*** Document ***

Thema Sinterklaas: Logisch denken

Bijgewerkt op: 21 nov.

In deze blog geef ik je lessuggesties voor in de kring rondom logisch denken bij het thema Sinterklaas.


Tegenstellingen


Zinnen afmaken

Benodigdheden:

- Geen

De kinderen maken zinnen met tegenstellingen af.

Voorbeeld: Ik ben niet klein, maar ...

Tegenstellingen die je bijvoorbeeld kunt gebruiken zijn:

Sint is niet jong maar …

De baard van Sint is niet zwart maar …

Als je stout bent krijg je niets, als je ... bent wel.

De zak is niet licht, maar ...

De staf is niet kort maar …

Piet is niet langzaam, maar ...

Pepernoten zijn niet vies, maar ...

Mijn schoen is niet leeg, maar ...

De staf van Sinterklaas is niet recht, maar ...

De zak is niet vol maar …

De Pieten eten niet veel pepernoten maar …

De schoorsteen is niet breed, maar ...

Er zijn grote Pieten en …Pieten

Het dak is niet laag, maar ...

Het paard loopt niet hard, maar ... over het dak

Spanje is niet dichtbij maar …

In Spanje is het niet vaak koud, maar wel vaak ...

De bakker bakt niet weinig maar … pepernoten

Het cadeau is niet groot maar ...

Piet is niet binnen, maar ...

Sinterklaas komt niet in het licht, maar in het ...

Piet is niet dun, maar ...

Als ik iets in mijn schoen vind dan ben ik niet verdrietig, maar ...

De maan schijnt niet overdag, maar ... door de bomen

Piet is niet klein, maar ...

Piet is niet onaardig, maar ...

Pieten zijn niet allemaal hetzelfde, maar ...

Piet is niet bang, maar ...

Piet is niet onbeleefd tegen de Sint, maar ...

Piet is niet binnen, maar ...

Piet is niet verdrietig, maar ...

Piet is niet beneden, maar ...

Piet slaapt niet in de nacht, maar ...

De zak van Piet is niet smal, maar ...

Piet doet de zak niet dicht, maar ...

Piet is niet ver, maar ...

Piet is niet dun, maar ...

Piet is niet dom, maar ...

Piet bezorgt de pakjes niet in het licht, maar in het ...

Piet is niet onhandig, maar ...

Piet loopt niet hard over het dak, maar ...

Piet is niet hier, maar ...

Piet is niet oud, maar ...

De zak is niet leeg, maar ...

Pepernoten zijn niet vies, maar ...

*** Getoond materiaal ***

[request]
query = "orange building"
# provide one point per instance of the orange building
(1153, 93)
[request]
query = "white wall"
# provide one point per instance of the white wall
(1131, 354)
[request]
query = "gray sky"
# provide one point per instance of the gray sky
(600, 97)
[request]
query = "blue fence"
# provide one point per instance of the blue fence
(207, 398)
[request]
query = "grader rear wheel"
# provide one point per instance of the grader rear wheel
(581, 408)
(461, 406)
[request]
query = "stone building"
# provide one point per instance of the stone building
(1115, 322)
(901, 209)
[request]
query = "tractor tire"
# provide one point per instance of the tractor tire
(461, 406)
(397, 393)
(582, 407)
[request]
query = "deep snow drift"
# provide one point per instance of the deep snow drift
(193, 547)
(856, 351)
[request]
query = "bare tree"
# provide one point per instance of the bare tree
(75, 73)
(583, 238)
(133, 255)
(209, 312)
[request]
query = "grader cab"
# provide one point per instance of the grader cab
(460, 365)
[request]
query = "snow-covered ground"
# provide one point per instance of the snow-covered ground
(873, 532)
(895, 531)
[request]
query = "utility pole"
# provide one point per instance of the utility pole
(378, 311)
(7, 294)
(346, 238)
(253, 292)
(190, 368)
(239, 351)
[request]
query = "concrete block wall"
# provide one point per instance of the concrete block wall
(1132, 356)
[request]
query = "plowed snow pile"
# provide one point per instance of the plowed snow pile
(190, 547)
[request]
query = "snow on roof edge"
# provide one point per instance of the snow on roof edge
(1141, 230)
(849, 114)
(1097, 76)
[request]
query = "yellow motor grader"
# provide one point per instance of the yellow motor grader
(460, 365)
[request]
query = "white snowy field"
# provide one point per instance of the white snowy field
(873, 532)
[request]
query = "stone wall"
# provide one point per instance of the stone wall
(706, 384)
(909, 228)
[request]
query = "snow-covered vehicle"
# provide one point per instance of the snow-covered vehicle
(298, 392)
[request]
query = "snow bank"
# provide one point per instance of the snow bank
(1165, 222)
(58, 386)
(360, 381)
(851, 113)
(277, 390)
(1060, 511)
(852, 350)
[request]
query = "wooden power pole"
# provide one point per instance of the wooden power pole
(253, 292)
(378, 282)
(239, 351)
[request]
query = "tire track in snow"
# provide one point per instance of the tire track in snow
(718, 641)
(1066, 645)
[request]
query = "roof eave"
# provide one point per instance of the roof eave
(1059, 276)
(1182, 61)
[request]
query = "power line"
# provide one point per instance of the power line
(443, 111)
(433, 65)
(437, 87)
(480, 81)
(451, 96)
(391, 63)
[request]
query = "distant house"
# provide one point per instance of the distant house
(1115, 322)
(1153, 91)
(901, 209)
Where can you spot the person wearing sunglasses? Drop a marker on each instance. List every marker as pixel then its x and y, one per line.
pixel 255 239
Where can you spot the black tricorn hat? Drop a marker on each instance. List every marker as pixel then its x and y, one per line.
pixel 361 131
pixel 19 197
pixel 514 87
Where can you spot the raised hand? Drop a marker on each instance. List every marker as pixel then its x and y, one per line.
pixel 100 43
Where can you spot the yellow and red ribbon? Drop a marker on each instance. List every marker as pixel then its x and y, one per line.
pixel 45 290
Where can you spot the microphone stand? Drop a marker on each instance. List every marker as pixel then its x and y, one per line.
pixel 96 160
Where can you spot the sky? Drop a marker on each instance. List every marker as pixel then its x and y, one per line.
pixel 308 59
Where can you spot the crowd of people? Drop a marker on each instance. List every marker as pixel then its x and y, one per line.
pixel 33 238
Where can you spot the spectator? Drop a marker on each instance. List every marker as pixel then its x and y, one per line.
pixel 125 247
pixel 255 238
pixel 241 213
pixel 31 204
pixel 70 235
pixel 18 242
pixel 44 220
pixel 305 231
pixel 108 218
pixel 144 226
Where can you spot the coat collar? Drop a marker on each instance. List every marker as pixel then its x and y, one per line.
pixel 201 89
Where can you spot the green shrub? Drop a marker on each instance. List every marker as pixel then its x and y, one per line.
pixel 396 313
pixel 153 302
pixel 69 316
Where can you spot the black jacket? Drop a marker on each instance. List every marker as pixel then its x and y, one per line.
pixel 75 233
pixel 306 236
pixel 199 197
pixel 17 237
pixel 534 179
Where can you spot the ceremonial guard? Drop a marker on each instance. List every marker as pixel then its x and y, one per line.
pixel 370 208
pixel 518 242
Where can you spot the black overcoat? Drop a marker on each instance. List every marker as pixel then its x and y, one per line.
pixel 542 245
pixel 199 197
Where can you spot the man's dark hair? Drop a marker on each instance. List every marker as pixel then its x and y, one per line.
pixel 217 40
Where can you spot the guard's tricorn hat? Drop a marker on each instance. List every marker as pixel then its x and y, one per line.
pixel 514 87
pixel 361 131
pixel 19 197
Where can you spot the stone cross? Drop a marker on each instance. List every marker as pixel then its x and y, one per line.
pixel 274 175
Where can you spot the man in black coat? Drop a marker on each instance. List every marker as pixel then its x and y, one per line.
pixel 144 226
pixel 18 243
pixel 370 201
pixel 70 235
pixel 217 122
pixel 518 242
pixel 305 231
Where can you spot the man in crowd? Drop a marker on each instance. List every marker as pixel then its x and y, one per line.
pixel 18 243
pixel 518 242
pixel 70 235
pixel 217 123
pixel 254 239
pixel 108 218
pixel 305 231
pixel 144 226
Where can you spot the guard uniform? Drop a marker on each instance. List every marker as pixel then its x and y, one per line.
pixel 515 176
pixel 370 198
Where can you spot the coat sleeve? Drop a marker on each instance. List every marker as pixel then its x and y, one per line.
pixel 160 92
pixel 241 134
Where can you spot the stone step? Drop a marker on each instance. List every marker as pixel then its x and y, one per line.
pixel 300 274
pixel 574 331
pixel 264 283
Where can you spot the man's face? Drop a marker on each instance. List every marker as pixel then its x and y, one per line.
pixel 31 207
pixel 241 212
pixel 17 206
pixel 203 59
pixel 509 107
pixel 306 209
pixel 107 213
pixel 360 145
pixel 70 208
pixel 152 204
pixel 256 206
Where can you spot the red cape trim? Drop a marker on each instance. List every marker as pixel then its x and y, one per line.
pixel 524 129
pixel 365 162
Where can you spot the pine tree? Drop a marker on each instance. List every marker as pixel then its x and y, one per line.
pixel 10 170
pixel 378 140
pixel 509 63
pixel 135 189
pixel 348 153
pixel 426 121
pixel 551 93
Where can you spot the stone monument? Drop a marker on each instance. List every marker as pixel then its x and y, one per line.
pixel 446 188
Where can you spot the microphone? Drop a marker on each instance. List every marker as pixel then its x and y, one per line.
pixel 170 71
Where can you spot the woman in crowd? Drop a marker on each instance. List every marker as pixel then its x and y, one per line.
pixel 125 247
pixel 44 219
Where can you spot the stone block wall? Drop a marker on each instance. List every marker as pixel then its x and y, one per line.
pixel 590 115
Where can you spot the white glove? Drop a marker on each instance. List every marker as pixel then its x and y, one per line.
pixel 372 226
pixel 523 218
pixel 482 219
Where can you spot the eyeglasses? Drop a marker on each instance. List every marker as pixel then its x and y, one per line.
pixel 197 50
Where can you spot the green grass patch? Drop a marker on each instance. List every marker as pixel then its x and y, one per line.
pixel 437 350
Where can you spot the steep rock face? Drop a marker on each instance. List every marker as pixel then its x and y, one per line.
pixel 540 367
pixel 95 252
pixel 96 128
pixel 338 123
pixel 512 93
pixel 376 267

***

## Opdracht:
Schrijf het vervolg van de blog met lessuggesties voor logisch denken bij het thema Sinterklaas, aansluitend op de laatste zin.

## Uitvoer:
De zak is niet licht, maar ...

De wegwijspiet wijst niet naar links, maar naar rechts

Piet loopt niet langzaam, maar ...

Piet gooit niet mis, maar ...

Piet klimt niet omlaag, maar ...

De veer van Piet is niet recht, maar ...

Het gezicht van piet is niet schoon, maar vies,

Piet is niet slap, maar ...

Piet brengt niet weinig cadeaus, maar ...


Tegenstellingen

Benodigdheden:

- Eventueel kaartjes met tegenstellingen.

Oefen met de kinderen een aantal tegenstellingen. Verdeel de groep hierna in tweetallen. De kinderen van elk tweetal gaan tegenover elkaar staan. Jij noemt een begrip en het ene kind beeldt dit uit. Het andere kind beeldt hierna de tegenstelling uit. Wanneer je kaartjes met tegenstellingen hebt, deel je deze aan de kinderen uit. Ze lopen met hun kaartje door de kring en gaan op zoek naar het kind met de tegenstelling.

 

Classificeren


Stel je voor

Benodigdheden:

- Geen

Stel je voor....

  • Alle Barbies in de speelgoedwinkel zijn uitverkocht, wat zou Sinterklaas dan voor pop kunnen kopen?

  • Alle laarzen in de schoenenwinkel zijn uitverkocht, wat zou Sinterklaas dan voor schoenen kunnen kopen?

  • Alle auto's in de speelgoedwinkel zijn uitverkocht, wat zou Sinterklaas dan voor voertuigen kunnen kopen? enz.


Iedere keer anders

Benodigdheden:

- Een Sinterklaasvoorwerp, bijvoorbeeld een staf

Leg een voorwerp in de kring. Vraag de kinderen wat je met dit voorwerp zou kunnen doen. Een kind dat een idee heeft stapt naar voren en doet een handeling met het voorwerp (bouwen, geluid maken, iets in verstoppen enz...). Hierna stapt een ander kind de kring in. Hij/zij bedenkt iets anders en laat dit zien. Elk idee moet anders zijn.


Verschillen en overeenkomsten zoeken

Benodigdheden:

- Twee hoepels

- Twee verschillende afbeeldingen van Pieten

Leg de hoepels op de grond, deels over elkaar. Bekijk de afbeeldingen: Hoe zien ze eruit? Wat hebben beide afbeeldingen hetzelfde en wat is er anders? Schrijf teken de overeenkomsten en verschillen en leg deze op de juiste plek: Overeenkomsten in het overlappende deel van de hoepels.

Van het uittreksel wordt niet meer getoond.